■ SHORT EXERCISE ■
Reproduce the material below word for word, starting with its first line and stopping after the line that contains "xmin=176 ymin=33 xmax=225 ymax=46".

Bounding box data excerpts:
━━━━

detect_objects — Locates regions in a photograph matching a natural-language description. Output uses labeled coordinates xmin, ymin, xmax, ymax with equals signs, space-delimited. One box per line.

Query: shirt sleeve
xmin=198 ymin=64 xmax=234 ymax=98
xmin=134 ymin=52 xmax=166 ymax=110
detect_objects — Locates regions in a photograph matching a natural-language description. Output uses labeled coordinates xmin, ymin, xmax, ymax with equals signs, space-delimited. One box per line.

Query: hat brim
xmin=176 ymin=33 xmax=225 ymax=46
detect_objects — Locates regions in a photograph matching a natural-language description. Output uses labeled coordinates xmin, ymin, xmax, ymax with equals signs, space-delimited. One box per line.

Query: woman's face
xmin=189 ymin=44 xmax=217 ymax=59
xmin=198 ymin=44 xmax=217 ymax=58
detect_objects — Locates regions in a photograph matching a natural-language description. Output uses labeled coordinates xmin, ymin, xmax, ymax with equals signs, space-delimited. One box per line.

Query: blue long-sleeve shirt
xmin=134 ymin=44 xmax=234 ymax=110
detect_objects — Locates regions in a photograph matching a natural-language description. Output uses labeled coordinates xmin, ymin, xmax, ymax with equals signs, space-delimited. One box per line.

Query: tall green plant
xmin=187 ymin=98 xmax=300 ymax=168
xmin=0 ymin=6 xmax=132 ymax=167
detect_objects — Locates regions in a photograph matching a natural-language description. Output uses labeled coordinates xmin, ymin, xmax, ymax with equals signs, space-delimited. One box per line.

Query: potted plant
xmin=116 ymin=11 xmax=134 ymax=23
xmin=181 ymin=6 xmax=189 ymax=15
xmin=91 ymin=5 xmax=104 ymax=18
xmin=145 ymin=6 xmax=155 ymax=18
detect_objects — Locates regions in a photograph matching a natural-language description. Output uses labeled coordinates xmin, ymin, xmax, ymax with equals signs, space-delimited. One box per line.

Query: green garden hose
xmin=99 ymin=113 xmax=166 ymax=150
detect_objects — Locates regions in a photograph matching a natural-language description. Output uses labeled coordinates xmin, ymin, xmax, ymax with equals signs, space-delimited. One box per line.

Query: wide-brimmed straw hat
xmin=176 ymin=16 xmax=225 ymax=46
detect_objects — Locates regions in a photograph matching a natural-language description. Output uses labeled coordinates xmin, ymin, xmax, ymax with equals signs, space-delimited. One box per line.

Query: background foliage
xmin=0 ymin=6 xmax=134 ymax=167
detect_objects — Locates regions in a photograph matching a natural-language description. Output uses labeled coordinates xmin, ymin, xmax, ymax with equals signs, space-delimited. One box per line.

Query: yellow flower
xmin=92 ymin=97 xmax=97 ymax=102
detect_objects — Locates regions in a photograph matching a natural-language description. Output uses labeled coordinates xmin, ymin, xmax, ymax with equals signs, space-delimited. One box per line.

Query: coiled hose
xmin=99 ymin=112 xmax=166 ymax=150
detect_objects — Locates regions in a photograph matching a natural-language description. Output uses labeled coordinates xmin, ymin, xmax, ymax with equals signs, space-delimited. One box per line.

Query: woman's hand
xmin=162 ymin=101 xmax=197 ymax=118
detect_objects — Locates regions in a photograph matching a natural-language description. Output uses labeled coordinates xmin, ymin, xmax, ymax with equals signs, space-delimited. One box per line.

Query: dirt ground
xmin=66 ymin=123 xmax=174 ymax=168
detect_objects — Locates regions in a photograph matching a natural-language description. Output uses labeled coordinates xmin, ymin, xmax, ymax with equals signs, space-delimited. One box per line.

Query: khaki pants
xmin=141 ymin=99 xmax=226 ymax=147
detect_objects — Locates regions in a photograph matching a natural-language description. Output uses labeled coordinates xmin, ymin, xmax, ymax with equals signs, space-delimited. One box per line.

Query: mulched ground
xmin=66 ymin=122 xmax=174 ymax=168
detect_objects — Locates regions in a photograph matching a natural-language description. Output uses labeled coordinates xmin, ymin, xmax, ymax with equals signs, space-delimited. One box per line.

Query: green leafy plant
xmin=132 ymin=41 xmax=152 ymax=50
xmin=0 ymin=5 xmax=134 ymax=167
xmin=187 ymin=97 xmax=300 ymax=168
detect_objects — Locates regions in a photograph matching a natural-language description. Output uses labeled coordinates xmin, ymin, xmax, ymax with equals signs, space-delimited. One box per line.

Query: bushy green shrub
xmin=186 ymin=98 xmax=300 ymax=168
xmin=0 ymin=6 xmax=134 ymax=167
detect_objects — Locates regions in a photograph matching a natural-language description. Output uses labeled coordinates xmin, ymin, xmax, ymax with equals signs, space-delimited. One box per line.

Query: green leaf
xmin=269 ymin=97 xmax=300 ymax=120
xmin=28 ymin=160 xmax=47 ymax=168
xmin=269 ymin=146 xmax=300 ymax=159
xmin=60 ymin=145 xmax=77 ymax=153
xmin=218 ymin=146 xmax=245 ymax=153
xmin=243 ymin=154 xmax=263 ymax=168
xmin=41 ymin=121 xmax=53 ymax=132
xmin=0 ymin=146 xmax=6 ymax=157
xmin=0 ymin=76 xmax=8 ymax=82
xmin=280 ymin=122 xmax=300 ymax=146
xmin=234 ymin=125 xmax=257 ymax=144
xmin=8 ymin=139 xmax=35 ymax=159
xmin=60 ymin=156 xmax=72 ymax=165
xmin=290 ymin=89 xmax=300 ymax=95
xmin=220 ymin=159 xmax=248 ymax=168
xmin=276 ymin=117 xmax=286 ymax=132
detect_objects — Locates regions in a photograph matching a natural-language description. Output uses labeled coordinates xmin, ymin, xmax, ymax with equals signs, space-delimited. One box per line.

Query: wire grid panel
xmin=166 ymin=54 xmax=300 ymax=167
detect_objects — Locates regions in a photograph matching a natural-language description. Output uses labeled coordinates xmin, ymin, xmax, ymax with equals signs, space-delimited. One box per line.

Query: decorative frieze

━━━━

■ THE RESPONSE ■
detect_objects — Locates regions in a photograph matching a natural-language description. Output uses labeled coordinates xmin, ymin, xmax, ymax with equals signs, space-delimited. One box per line.

Query: shirt sleeve
xmin=198 ymin=64 xmax=234 ymax=98
xmin=134 ymin=52 xmax=166 ymax=110
detect_objects — Locates regions in a photograph matching a natural-language description. Output uses labeled coordinates xmin, ymin, xmax, ymax with equals signs, space-delimited. One box per line.

Query: hat brim
xmin=176 ymin=33 xmax=225 ymax=46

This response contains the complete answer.